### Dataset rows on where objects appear
** Start **
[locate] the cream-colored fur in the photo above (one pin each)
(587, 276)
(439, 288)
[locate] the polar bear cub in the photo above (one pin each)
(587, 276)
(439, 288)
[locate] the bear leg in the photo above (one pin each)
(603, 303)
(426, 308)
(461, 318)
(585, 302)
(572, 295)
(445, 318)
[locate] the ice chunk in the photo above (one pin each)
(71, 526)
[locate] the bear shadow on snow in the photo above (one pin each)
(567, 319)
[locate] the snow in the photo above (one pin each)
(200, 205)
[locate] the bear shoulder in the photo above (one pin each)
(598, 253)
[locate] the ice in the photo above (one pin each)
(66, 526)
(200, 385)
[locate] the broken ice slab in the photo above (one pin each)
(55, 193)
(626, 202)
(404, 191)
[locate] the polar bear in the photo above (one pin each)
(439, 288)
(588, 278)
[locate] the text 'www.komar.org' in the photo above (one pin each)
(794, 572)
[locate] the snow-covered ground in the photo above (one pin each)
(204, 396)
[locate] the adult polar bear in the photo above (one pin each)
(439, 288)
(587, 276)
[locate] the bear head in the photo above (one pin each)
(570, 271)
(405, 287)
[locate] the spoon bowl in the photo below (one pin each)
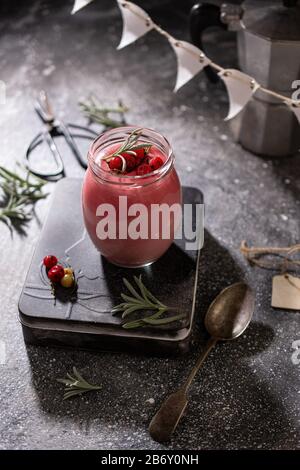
(230, 313)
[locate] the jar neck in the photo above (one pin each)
(117, 136)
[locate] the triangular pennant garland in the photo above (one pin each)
(78, 4)
(296, 110)
(136, 23)
(240, 88)
(190, 61)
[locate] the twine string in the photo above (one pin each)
(254, 255)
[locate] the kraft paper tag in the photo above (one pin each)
(286, 292)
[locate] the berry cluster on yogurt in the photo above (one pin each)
(133, 157)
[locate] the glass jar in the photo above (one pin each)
(117, 208)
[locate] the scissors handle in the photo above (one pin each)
(45, 136)
(72, 144)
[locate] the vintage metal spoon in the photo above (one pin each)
(226, 319)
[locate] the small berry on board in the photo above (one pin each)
(67, 280)
(115, 164)
(155, 163)
(50, 261)
(56, 273)
(143, 169)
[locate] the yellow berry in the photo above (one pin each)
(68, 271)
(67, 280)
** End **
### TASK DESCRIPTION
Your task is to transcribe all of the records precisely, with no images included.

### WRITTEN ANSWER
[locate] the cream-colored fur in the photo above (one pin each)
(587, 276)
(439, 288)
[locate] the polar bear cub in the photo above (one pin each)
(587, 276)
(439, 288)
[locate] the bear leg in the photo above (one pin each)
(603, 303)
(426, 308)
(461, 318)
(585, 302)
(572, 295)
(445, 318)
[locate] the ice chunk in the photo above (one pin each)
(71, 526)
[locate] the bear shadow on snow in the photo above (one pin each)
(567, 319)
[locate] the snow in the photo above (one pin each)
(200, 205)
[locate] the bear shoulder in the photo above (one pin each)
(598, 253)
[locate] the ice in the photo above (one pin each)
(66, 526)
(200, 385)
[locate] the broken ice slab in the photo above (one pin each)
(55, 193)
(626, 202)
(404, 191)
[locate] the polar bear in the photo above (one pin each)
(439, 288)
(588, 278)
[locate] the text 'www.komar.org' in the photo above (one pin each)
(794, 572)
[locate] the snow-covered ground in the photo above (one pin each)
(204, 396)
[locate] the adult polar bear in the photo above (one pin each)
(439, 288)
(587, 276)
[locate] the bear head in the photo above (one pin each)
(570, 271)
(405, 287)
[locate] the spoon bowl in the photo below (one pin each)
(230, 313)
[locate] the jar neck in the photo above (one pin each)
(117, 136)
[locate] the triangular pennant garland in the photo above (one pin each)
(78, 4)
(296, 110)
(136, 23)
(240, 88)
(190, 61)
[locate] the twine string in the photo above (one pin each)
(254, 255)
[locate] the kraft paper tag in the photo above (one pin each)
(286, 292)
[locate] the berry cluster on yogurt in the photo above (one pin each)
(133, 157)
[locate] the glass jar in the photo above (one pin each)
(117, 208)
[locate] the scissors handle in the photo above (one pin each)
(45, 136)
(72, 144)
[locate] the vintage metal spoon in the photo above (one pin each)
(226, 319)
[locate] the small berry on board in the photo above (one pin each)
(67, 280)
(115, 164)
(155, 163)
(50, 261)
(56, 273)
(143, 169)
[locate] the yellow berry in the photo above (one pin each)
(68, 271)
(67, 280)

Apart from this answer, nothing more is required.